» **Extracted information**:

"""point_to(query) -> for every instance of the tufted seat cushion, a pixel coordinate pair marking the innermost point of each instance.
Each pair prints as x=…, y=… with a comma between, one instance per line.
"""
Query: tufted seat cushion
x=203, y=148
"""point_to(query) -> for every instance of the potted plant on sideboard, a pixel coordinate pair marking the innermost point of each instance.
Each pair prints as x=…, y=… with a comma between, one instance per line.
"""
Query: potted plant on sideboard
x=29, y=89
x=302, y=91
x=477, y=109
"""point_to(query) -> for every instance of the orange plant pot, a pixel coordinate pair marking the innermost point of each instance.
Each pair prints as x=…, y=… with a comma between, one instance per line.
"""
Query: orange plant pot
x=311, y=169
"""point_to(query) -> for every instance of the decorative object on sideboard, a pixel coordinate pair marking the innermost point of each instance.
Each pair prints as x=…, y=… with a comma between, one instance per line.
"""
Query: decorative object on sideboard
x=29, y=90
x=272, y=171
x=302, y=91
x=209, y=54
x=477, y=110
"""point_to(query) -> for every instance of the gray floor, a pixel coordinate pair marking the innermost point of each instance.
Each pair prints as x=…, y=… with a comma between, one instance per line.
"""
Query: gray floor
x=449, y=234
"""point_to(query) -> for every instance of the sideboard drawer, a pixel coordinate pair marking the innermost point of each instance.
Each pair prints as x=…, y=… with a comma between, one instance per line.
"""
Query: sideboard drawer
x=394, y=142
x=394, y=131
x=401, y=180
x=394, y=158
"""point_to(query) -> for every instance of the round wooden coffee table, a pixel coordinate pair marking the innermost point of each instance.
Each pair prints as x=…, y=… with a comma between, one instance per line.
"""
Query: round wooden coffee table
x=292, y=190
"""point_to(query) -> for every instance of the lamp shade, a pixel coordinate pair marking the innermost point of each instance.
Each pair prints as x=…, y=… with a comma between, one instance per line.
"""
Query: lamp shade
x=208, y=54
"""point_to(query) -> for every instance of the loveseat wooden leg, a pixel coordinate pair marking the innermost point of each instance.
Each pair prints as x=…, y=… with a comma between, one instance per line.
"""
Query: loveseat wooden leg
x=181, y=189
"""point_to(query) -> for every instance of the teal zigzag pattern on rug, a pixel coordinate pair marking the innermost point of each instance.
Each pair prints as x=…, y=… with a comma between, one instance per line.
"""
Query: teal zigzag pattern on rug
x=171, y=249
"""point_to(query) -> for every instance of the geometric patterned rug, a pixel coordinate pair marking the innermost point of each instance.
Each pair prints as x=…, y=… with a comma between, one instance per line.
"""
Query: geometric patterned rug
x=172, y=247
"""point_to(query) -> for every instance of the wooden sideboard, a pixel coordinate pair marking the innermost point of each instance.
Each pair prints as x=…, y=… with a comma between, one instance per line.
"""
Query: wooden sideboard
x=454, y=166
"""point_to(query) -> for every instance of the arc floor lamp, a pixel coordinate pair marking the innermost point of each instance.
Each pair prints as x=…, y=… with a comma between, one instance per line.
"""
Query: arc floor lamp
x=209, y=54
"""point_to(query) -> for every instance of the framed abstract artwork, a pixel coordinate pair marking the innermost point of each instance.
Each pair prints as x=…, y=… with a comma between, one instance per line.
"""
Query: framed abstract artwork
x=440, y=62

» **Given task**:
Edit the records starting with the line that contains "of the framed" and going on through the end of the records, replacing every "abstract artwork" with "abstract painting" and keeping all else unchanged.

» **Exercise output**:
"""point_to(query) -> for every instance of the framed abstract painting, a pixel coordinate pair marking the innermost point of each instance.
Each pair prints as x=…, y=… with a comma between, one instance per line.
"""
Query: framed abstract painting
x=440, y=62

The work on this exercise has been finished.